Por todo ello, resulta lógico que Truffaut se sintiera atraído por una concepción individualista de la creación cinematográfica, que, además, le autorizaba a expresarse —lo que sin duda deseaba— sin el freno de su timidez, ya que a través del cine podría contar, indirectamente, lo que por pudor no se atrevía. Desplazar la atención de los cinéfilos hacia el director, en detrimento de estrellas y guionistas, y atribuir al director y no al productor el control artístico de las películas, facilitaría su camino hacia la dirección de cine.
Esta contradicción entre los distintos cines que propugnaban, respectivamente, Bazin y sus discípulos debía ser despejada, y fruto de este intento son los primeros films de la «Nouvelle Vague», una vez que, abierta una brecha desde la crítica, pudieron atacar el problema del acceso a la profesión desde un ángulo económico (películas baratas) y formal. Educados en la admiración del cine clásico americano —que solía cumplir los requisitos exigidos por el realismo baziniano—, los nuevos cineastas soñaban con hacer films clásicos en su estilo y personales en el tema (de ahí el autobiografismo más o menos estilizado de algunos de estos primeros films). Pero como, por otra parte, los directores surgidos de «Cahiers» tenían —gracias a Langlois y la Cinémathèque Française— una cultura cinematográfica muy superior a la de sus antecesores, y habían realizado una reflexión crítica bastante profunda, empezaron a resucitar formas de expresión olvidadas, que, al fusionarse con sus originales ideas propias y con las enseñanzas del cine americano, dieron lugar a una nueva forma de cine, que tuvo algo de estética de grupo en sus principios y que luego habría de diversificarse y desarrollarse según la evolución de cada director.
La Peau douce |
De esta forma, y teniendo en cuenta que Truffaut es uno de los más típicos representantes de la «Nueva Ola» a mitad de camino entre el revolucionario Godard y el clasicista radical Rohmer, y sin las oscilaciones de Chabrol ni la discontinuidad de Rivette—, podemos apreciar cómo se manifiesta en Truffaut esta contradicción y cómo, poco a poco, se resuelve. Si, por vocación y carácter, Truffaut es un cineasta clásico, también hay que tener en cuenta que uno de los objetivos primordiales de la «N. V.» fue la conquista del público, para así consolidar en la práctica la victoria del nuevo cine, ganándose la confianza de los productores demostrando que un cine barato y personal —rodado por noveles— podía dar dinero, y poder seguir haciendo cine. Todo esto imponía una cierta dosis de novedad, atractiva pero asequible, y por eso Le Beau Serge y Les Cousins (1958), de Chabrol, o Les Quatre Cents Coups, son films claros, sencillos y poco llamativamente innovadores. Claro está que la forma de rodaje, la escasez de medios, la inexperiencia de los directores, su entusiasmo y su posición frente a lo que era entonces el grueso del cine francés, confirieron a estos films un aire renovador, no sólo en el terreno industrial, sino en el estilístico (y, por tanto, en la forma de comunicarse con el público): la cámara a mano, la libertad de estructura narrativa, los actores no profesionales o desconocidos, el rodaje en escenarios naturales, la iluminación realista, la escasez de efectos ópticos, etc., les daban una frescura que, en aquel momento, resultaba nueva.

__________

● **COMPRUEBA TU COMPRENSIÓN**:
(1) Según el fragmento, ¿gracias a quién y a qué institución tenían los directores surgidos de «Cahiers» una cultura cinematográfica superior a la de sus antecesores?
(2) Cita del fragmento el tramo que va desde "Por todo ello, resulta" hasta "dirección de cine.", ambos incluidos.
(3) De acuerdo con el fragmento, ¿por qué Le Beau Serge, Les Cousins y Les Quatre Cents Coups son films claros, sencillos y poco llamativamente innovadores?
El material no tiene relación con el fragmento.

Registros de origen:

__________

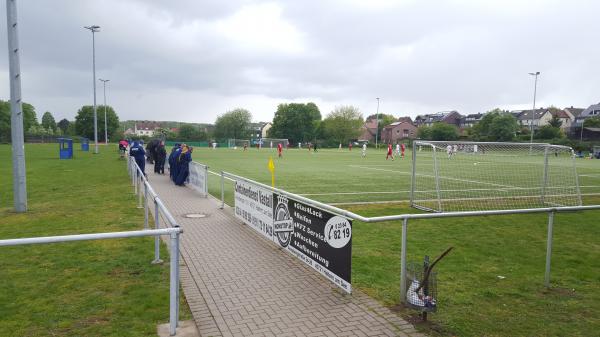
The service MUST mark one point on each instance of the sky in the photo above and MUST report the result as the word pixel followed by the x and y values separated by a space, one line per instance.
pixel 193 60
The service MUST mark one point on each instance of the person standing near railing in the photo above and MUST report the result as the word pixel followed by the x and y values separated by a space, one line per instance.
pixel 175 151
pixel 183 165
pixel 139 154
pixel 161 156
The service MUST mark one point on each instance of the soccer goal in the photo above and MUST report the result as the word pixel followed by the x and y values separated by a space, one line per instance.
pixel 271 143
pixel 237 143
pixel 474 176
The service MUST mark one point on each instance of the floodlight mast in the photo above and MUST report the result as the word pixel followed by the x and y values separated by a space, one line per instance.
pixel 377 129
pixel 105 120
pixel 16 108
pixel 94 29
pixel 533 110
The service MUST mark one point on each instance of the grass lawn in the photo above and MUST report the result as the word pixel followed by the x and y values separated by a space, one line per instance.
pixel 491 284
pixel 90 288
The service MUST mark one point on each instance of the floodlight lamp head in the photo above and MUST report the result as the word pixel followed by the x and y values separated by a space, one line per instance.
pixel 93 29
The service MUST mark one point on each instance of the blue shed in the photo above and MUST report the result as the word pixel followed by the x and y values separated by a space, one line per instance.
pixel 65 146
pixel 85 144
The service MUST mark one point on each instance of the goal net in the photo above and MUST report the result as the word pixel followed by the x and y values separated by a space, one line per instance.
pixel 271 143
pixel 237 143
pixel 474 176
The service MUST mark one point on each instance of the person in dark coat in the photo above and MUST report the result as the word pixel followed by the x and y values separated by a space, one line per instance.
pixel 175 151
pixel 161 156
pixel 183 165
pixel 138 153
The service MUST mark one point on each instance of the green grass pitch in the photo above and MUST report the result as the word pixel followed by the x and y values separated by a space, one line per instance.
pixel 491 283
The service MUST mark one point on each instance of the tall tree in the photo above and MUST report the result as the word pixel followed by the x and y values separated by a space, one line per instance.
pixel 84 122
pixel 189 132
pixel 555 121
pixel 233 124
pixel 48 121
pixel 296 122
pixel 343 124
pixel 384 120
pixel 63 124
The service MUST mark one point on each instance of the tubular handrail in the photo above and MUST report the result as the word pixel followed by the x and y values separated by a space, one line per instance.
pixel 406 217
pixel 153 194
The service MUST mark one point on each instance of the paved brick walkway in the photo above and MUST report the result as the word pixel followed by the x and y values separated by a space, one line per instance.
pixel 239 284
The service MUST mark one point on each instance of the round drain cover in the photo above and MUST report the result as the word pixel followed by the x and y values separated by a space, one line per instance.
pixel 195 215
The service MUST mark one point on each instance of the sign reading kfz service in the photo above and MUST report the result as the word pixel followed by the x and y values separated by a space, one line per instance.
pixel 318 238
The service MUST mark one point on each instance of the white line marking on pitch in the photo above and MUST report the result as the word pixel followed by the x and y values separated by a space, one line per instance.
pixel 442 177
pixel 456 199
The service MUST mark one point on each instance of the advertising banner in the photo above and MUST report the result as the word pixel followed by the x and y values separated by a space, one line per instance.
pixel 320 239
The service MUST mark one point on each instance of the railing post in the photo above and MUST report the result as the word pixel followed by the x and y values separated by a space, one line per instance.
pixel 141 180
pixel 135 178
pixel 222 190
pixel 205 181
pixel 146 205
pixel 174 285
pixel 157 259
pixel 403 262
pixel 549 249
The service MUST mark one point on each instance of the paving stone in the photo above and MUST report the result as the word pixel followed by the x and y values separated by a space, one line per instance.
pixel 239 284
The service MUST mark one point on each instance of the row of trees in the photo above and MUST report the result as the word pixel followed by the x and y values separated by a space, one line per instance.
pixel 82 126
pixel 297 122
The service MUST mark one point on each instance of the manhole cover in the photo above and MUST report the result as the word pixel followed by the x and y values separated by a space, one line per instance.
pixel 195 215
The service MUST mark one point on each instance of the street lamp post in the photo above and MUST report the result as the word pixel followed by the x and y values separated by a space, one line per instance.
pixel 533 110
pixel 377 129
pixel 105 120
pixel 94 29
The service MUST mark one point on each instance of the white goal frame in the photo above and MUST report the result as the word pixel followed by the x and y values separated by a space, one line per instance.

__________

● **SOLUCIONES POR TAREA**:
(1) Gracias a Langlois y la Cinémathèque Française.

(2)
Por todo ello, resulta lógico que Truffaut se sintiera atraído por una concepción individualista de la creación cinematográfica, que, además, le autorizaba a expresarse —lo que sin duda deseaba— sin el freno de su timidez, ya que a través del cine podría contar, indirectamente, lo que por pudor no se atrevía. Desplazar la atención de los cinéfilos hacia el director, en detrimento de estrellas y guionistas, y atribuir al director y no al productor el control artístico de las películas, facilitaría su camino hacia la dirección de cine.

(3) Uno de los objetivos primordiales de la «N. V.» era conquistar al público y ganarse la confianza de los productores, demostrando que un cine barato y personal podía dar dinero. Eso imponía una novedad atractiva pero asequible.